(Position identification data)
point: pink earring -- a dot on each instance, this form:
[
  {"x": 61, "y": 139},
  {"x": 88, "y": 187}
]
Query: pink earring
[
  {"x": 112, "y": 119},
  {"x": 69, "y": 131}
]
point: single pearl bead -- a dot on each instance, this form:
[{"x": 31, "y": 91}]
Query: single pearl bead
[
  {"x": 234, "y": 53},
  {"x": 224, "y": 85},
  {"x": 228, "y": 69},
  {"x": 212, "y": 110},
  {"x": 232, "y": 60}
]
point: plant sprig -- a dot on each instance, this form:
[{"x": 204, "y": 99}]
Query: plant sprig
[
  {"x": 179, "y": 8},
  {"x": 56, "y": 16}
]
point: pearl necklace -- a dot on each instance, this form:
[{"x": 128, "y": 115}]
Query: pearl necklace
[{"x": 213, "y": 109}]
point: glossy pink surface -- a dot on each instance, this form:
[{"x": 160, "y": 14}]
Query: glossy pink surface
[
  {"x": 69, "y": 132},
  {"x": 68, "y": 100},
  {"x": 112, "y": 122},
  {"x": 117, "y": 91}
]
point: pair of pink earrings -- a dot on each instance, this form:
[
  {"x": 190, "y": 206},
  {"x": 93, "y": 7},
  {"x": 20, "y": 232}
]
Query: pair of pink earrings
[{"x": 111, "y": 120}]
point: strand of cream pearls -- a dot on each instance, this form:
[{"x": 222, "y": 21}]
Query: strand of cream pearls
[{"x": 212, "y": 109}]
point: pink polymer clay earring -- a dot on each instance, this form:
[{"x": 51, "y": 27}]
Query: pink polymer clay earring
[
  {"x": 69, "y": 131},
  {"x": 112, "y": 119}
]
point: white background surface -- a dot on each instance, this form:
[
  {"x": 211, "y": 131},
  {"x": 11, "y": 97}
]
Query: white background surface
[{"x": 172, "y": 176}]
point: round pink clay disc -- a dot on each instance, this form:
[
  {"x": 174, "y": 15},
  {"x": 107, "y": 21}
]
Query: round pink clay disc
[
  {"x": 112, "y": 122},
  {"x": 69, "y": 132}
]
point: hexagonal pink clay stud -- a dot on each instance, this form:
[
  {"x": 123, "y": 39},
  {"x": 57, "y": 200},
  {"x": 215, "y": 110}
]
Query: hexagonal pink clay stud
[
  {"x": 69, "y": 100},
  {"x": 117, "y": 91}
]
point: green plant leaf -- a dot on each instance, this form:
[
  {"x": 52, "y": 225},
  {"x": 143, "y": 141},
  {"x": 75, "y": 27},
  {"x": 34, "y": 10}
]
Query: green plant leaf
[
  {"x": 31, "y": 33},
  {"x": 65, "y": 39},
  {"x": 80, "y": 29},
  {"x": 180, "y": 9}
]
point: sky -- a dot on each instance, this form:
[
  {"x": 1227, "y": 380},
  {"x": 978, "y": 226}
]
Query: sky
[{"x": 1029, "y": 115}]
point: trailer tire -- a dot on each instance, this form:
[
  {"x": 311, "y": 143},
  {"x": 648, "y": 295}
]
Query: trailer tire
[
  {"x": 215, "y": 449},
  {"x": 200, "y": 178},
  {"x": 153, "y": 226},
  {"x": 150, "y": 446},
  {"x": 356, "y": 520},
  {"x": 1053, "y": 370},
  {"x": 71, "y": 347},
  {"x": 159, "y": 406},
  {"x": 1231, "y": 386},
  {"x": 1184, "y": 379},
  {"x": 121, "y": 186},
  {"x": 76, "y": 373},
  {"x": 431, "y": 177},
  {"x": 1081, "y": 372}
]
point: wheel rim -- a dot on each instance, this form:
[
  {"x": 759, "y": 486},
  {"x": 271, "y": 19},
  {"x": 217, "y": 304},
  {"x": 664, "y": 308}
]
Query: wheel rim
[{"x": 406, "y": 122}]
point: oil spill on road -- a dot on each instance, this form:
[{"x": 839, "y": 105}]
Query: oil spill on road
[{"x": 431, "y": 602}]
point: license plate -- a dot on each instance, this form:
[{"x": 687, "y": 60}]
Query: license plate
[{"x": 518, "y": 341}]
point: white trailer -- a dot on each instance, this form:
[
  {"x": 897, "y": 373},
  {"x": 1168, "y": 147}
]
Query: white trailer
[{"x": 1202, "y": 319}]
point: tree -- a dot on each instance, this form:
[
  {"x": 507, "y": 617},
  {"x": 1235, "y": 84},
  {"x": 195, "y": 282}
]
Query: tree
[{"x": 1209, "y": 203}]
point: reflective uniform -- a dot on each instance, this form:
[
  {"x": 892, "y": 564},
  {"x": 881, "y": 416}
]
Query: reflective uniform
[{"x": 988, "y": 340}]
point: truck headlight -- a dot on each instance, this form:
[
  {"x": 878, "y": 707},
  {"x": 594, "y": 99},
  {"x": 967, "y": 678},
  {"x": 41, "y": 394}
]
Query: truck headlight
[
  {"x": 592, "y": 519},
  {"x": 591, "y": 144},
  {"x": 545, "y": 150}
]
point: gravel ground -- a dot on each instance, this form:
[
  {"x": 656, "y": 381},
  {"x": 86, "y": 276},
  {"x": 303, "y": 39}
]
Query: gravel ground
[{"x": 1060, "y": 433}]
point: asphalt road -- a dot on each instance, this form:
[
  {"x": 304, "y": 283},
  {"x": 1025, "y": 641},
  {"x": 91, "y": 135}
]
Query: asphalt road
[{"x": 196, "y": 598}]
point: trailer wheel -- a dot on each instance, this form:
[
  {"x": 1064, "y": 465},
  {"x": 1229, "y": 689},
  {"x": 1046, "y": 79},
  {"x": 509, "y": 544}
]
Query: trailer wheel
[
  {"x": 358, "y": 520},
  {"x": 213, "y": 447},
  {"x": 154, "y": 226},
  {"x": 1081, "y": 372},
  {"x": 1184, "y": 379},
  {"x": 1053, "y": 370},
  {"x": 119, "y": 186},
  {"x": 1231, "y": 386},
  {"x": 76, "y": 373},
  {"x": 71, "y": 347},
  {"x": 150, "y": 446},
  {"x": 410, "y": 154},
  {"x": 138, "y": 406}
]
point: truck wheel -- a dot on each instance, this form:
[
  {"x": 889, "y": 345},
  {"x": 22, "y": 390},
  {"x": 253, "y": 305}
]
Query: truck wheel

---

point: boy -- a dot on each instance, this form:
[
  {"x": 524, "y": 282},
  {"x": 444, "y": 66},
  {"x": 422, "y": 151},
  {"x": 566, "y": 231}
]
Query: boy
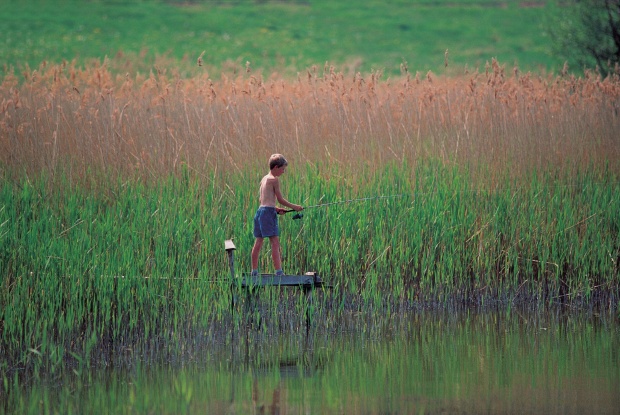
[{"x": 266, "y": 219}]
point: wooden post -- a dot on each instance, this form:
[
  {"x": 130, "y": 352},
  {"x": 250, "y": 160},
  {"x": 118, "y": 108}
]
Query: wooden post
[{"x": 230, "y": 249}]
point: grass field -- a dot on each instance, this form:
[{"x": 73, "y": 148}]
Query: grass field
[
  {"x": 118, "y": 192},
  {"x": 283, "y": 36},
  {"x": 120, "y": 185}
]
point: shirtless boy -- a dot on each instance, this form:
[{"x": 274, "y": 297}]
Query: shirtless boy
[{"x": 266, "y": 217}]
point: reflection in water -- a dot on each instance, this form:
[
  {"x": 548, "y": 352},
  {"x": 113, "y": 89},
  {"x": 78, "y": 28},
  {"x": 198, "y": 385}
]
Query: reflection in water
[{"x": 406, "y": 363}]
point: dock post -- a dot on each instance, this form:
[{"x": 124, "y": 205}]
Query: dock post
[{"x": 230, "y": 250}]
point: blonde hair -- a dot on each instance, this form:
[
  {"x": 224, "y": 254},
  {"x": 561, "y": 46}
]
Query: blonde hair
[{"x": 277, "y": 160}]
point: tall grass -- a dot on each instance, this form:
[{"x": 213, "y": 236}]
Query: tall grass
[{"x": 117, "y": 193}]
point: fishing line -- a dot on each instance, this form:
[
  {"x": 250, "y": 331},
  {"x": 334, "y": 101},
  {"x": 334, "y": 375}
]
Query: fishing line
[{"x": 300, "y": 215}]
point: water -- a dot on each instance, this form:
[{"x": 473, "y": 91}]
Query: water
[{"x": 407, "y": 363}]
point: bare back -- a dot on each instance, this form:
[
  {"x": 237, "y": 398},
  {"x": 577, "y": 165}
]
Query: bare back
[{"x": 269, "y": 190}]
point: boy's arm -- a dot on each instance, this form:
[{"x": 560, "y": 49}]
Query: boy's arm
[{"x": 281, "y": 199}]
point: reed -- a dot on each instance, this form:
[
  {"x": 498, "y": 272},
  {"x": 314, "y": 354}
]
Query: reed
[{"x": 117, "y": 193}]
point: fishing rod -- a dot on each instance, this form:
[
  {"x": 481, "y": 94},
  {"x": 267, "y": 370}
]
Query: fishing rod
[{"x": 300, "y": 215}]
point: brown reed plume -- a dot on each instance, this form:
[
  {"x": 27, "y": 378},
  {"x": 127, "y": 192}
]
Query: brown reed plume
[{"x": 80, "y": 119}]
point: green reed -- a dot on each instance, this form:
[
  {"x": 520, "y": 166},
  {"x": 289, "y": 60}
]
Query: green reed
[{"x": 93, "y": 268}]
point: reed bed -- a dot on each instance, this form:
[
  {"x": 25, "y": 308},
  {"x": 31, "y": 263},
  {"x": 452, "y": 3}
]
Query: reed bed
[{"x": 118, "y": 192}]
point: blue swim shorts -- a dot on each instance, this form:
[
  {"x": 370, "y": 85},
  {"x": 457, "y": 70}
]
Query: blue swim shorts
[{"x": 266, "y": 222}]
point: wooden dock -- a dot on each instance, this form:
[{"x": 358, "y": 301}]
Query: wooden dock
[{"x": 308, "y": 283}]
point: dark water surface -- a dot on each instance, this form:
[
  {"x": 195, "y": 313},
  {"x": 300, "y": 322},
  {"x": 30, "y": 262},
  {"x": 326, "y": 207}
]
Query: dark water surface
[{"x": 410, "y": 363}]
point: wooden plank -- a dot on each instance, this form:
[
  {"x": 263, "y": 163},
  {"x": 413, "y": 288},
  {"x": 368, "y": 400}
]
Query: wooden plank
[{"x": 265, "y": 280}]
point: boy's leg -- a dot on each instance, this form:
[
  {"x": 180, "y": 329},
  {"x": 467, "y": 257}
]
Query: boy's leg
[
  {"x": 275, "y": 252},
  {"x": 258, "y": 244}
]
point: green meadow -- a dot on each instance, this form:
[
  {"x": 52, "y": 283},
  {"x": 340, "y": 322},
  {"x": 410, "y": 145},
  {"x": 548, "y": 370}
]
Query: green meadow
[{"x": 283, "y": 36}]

WHAT TO PRODUCE —
Tally the lines of the data above that contain the string "asphalt", matching case exactly, and give only the resulting number.

RESPONSE TO THIS TASK —
2